> _Exercise details_
Select each line in the records below that contains the string "chair", and copy those lines out. Matching is case-sensitive.

> _Data entries_

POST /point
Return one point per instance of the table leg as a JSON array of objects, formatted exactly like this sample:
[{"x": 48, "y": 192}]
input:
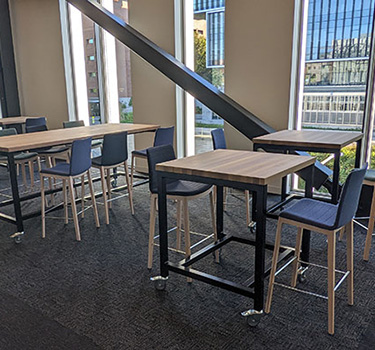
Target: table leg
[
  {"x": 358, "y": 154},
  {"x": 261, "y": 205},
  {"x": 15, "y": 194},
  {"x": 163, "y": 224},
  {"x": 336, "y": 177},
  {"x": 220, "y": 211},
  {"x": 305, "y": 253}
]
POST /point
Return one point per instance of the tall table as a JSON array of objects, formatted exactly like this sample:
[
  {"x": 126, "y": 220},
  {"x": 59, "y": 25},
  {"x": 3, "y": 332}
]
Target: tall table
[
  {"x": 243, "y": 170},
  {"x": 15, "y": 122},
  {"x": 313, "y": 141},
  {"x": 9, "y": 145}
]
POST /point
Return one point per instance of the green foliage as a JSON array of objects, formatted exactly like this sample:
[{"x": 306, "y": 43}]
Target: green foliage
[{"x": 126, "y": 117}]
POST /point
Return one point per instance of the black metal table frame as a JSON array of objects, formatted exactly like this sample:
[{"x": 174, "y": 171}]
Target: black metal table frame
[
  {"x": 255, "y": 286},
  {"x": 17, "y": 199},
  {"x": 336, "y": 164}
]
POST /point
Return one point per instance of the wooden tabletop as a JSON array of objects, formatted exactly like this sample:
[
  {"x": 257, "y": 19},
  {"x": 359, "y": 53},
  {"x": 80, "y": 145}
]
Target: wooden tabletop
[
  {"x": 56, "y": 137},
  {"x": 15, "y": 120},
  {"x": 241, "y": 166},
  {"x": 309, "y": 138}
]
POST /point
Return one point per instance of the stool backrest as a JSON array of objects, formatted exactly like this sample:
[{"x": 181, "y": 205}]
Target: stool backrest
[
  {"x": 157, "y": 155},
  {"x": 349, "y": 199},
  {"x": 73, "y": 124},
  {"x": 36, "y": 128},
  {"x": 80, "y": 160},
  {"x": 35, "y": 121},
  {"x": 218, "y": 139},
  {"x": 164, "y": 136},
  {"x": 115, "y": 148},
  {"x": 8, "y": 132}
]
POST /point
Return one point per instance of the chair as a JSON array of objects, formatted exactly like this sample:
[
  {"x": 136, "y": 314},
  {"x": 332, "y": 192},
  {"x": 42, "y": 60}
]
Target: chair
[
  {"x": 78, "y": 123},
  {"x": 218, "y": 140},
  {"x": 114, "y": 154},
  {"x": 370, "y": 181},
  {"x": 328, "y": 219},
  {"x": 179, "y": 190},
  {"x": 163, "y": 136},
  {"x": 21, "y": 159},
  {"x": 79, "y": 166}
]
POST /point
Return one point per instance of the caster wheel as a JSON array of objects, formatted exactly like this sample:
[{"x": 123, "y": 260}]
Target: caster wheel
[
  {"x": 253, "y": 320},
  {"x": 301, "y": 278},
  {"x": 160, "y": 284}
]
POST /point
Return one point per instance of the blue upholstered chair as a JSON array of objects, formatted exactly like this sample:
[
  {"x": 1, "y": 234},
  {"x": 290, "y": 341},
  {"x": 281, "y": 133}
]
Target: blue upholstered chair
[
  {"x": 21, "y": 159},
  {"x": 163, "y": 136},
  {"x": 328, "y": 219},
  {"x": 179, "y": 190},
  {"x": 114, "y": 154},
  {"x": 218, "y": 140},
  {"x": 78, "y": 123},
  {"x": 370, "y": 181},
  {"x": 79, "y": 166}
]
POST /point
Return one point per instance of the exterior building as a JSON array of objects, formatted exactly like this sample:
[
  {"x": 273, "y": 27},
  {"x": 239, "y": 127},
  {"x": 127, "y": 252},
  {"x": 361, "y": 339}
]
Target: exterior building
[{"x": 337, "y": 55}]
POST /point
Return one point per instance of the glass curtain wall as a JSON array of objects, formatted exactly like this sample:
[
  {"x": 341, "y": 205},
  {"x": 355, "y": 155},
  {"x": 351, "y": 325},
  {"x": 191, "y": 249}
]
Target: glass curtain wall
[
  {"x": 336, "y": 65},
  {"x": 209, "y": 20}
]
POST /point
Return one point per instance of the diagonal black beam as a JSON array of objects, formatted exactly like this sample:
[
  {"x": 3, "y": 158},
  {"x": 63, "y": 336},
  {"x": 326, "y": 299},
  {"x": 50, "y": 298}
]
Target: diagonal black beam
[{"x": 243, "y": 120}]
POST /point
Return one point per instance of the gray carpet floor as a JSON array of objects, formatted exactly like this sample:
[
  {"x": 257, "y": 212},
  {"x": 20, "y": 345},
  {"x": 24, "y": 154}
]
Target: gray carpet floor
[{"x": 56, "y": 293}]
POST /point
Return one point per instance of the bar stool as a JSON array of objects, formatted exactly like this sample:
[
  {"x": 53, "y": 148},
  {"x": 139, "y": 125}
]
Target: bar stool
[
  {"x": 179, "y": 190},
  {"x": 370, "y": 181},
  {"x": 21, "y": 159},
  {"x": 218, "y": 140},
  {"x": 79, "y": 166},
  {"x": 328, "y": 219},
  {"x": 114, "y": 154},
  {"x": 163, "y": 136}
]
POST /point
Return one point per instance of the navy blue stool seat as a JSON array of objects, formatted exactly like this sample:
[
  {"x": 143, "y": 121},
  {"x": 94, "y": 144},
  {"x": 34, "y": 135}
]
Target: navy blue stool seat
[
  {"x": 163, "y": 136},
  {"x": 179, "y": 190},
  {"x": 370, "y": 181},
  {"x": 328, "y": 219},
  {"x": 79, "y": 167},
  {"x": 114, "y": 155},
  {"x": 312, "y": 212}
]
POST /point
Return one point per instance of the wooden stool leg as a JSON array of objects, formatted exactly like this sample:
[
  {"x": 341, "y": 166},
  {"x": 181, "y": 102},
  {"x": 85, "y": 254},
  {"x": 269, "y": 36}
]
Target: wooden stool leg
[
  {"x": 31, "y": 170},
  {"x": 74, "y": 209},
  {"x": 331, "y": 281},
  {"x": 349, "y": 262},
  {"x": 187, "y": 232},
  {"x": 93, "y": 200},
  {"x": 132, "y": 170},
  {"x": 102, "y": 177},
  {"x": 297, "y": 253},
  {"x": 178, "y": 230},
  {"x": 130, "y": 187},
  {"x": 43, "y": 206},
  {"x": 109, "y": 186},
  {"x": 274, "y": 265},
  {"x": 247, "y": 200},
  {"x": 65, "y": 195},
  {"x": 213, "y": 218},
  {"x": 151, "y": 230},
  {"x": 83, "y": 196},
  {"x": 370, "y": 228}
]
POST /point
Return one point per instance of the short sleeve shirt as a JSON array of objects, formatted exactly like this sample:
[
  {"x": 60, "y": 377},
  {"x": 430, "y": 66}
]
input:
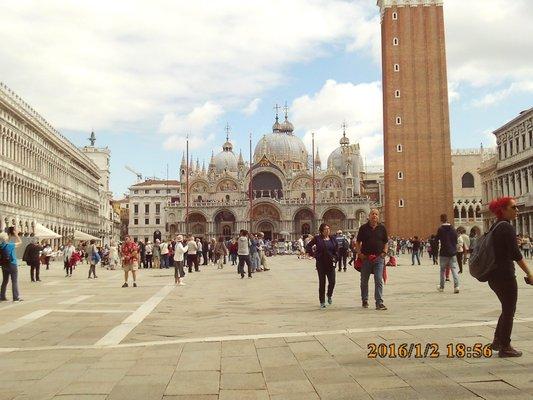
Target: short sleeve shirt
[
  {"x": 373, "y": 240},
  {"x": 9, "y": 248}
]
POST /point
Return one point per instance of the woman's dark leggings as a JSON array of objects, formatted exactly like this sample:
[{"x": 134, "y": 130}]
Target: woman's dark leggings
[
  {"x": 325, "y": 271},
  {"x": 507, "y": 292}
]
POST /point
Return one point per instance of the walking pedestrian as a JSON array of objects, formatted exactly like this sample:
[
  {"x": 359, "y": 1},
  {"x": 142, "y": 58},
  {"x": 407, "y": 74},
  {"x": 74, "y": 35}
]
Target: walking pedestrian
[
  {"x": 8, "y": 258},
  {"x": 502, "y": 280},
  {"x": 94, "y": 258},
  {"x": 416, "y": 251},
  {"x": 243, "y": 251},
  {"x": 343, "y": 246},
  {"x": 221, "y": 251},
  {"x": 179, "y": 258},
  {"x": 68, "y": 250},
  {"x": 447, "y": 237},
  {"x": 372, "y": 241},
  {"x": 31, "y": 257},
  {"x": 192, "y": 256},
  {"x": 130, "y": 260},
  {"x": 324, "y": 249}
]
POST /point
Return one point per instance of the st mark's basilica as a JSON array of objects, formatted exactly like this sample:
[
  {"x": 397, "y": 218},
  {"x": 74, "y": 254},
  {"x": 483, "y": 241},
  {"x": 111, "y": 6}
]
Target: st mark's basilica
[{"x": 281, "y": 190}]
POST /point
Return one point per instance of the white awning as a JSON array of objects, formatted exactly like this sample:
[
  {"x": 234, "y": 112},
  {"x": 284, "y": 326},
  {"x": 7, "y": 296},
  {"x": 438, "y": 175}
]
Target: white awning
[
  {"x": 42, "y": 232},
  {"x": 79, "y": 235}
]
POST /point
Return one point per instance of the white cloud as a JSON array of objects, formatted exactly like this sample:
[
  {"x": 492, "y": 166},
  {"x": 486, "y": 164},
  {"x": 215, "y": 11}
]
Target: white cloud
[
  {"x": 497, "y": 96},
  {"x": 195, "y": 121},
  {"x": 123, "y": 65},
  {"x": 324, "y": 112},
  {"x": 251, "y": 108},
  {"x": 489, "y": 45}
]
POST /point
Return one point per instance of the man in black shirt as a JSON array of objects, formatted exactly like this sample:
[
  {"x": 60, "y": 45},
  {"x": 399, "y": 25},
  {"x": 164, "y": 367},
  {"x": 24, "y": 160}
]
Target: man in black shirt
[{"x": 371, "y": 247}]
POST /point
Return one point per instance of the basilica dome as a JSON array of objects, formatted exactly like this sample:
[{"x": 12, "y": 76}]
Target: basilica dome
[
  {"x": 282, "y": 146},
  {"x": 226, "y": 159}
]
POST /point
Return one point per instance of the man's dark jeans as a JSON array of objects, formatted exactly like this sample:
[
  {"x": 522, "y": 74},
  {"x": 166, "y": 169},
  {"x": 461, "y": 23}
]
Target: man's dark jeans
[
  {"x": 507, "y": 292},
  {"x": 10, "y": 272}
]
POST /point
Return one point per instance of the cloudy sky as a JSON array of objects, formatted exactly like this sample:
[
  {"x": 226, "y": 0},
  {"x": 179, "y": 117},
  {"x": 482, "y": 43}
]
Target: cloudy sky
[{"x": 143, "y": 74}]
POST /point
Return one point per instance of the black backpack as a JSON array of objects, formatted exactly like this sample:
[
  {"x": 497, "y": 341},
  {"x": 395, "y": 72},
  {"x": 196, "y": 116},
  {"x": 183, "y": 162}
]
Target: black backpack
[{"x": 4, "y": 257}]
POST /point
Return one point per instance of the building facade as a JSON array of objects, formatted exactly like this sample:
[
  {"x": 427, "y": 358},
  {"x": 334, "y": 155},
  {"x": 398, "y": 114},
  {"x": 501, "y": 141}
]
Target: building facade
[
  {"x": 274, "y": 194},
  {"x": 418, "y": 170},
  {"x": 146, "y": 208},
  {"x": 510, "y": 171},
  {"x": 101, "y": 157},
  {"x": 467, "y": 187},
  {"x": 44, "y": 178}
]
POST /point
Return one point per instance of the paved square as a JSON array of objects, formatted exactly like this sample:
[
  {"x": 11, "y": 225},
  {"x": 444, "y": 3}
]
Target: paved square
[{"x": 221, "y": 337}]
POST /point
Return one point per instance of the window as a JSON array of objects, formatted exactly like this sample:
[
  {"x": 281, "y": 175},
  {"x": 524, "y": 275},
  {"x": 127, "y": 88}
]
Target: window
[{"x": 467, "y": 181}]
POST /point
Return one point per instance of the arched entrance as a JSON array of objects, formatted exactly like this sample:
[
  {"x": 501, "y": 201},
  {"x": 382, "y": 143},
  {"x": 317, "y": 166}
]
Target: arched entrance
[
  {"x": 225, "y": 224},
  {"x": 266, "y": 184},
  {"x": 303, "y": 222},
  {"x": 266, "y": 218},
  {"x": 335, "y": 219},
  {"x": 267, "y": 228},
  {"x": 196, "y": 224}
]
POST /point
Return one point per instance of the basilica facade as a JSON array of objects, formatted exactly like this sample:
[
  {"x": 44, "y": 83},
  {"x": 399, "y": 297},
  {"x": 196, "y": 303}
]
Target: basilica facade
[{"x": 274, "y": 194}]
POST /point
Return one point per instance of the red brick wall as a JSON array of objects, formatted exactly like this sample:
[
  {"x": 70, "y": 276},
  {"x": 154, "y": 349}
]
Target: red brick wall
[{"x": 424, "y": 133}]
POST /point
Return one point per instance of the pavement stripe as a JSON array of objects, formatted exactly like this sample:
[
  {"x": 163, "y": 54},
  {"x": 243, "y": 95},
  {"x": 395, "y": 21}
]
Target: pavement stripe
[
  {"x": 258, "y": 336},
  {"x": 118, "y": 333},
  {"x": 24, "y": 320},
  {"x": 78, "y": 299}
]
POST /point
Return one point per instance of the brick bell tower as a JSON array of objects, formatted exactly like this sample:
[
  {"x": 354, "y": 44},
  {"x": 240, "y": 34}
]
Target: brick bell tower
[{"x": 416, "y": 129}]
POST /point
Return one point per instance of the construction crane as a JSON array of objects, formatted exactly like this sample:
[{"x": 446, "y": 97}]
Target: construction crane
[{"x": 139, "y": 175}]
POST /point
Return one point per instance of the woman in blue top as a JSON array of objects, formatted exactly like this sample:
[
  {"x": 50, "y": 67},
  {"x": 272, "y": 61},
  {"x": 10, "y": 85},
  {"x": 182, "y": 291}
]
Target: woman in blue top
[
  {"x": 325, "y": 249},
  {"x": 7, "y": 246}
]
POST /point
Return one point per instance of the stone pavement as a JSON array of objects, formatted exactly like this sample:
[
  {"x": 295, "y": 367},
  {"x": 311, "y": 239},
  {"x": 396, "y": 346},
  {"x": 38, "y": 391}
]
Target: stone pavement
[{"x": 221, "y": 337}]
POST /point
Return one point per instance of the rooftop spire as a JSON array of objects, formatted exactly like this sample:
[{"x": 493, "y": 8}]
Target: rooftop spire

> _Solution to the problem_
Return one point per instance of the chair as a JSON array of objects, formatted exactly like this sample:
Target: chair
Return one point per instance of the blue upholstered chair as a JSON array of objects, formatted exactly like this sample:
Target: blue upholstered chair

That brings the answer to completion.